Text shown
________
Some of the best writing comes from the most outrageous drama in ones life. Sometimes I sit down to write, and find that there just isn’t anything to say. I don’t find that to be a terrible thing at all, but it’s hard to put emotion into your words when everything is running so smoothly. What is there to talk about if I don’t harp on my past? That’s where all of the bad things have happened, and for the most part I’ve done really well at leaving my past behind me. It’s a major feat, as I have always been one to drag it along with me, wherever I go.
Today I went couponing as it was Super Doubles and I love the challenge of getting the most groceries that I can for the cheapest amount. Then I drove home marveling at the fact that I’m married to the most wonderful man in the world. I bought chicken wings so I can fry some up for him tonight with the recipe that he loves. I decided to making tacos for dinner. I cleaned the guinea pig cage and took a shower. And that’s about it. I’m watching Lifetime while blogging (they are doing a VC Andrews movie marathon), and that’s about it. That’s the extent of my day. That’s hardly anything to brag about.
________
Data supplied
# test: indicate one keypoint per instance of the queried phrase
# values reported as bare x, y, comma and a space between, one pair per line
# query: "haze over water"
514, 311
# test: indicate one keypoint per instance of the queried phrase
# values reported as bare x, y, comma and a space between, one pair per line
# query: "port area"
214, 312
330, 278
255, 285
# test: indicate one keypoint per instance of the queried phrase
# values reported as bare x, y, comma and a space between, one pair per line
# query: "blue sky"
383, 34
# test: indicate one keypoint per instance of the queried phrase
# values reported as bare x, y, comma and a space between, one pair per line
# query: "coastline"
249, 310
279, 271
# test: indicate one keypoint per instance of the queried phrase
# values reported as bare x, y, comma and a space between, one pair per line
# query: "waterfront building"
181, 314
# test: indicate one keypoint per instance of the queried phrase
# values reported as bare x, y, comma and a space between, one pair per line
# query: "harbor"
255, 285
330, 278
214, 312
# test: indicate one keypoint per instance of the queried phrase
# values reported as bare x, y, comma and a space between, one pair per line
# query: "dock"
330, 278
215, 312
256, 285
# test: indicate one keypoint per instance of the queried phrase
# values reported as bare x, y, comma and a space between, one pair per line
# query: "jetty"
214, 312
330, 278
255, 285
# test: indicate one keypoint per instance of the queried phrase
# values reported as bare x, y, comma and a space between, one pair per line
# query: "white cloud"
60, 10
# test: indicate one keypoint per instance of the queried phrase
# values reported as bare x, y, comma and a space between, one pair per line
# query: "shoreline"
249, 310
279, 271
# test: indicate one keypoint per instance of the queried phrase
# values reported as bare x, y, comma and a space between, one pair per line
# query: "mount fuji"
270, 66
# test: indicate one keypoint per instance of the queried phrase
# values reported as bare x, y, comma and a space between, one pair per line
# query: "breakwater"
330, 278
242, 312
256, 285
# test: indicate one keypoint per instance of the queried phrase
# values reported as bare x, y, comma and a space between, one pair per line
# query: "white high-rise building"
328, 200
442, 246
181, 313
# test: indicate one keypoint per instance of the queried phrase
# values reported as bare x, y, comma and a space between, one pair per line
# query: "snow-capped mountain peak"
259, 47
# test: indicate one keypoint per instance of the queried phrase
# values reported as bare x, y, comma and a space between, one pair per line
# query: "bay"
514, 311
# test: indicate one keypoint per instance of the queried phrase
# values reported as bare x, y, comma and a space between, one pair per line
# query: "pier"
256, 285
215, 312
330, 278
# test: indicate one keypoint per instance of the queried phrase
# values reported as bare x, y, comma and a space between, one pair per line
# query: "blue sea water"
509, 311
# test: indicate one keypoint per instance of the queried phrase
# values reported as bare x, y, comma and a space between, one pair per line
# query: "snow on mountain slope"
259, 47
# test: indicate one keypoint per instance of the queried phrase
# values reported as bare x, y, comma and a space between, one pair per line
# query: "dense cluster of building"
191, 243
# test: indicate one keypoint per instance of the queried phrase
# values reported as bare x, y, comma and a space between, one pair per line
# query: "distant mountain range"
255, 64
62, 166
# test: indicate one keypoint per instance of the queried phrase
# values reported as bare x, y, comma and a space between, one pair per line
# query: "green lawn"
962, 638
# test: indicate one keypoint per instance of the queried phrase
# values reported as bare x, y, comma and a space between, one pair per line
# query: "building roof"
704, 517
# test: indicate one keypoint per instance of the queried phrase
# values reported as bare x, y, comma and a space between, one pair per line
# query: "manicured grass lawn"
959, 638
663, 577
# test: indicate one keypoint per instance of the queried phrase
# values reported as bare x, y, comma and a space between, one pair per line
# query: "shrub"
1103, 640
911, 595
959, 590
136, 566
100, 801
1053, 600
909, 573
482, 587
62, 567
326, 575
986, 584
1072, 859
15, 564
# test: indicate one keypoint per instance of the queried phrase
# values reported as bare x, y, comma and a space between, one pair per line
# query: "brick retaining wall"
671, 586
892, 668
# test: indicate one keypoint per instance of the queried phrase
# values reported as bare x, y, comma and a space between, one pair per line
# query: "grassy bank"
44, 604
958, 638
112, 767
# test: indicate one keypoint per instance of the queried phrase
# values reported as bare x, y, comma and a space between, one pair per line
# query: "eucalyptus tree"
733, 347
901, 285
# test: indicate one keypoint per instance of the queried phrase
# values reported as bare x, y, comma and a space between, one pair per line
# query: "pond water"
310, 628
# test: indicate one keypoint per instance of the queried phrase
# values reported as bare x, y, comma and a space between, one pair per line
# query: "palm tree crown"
________
List of tasks
a) Write out the passage of the blog post between "Some of the" and "wherever I go.", inclusive.
b) In the blog post, what was Lifetime airing while the writer was blogging?
The lines are separate material and have no connection to the blog post.

Solved tasks
a)
Some of the best writing comes from the most outrageous drama in ones life. Sometimes I sit down to write, and find that there just isn’t anything to say. I don’t find that to be a terrible thing at all, but it’s hard to put emotion into your words when everything is running so smoothly. What is there to talk about if I don’t harp on my past? That’s where all of the bad things have happened, and for the most part I’ve done really well at leaving my past behind me. It’s a major feat, as I have always been one to drag it along with me, wherever I go.

b) A VC Andrews movie marathon.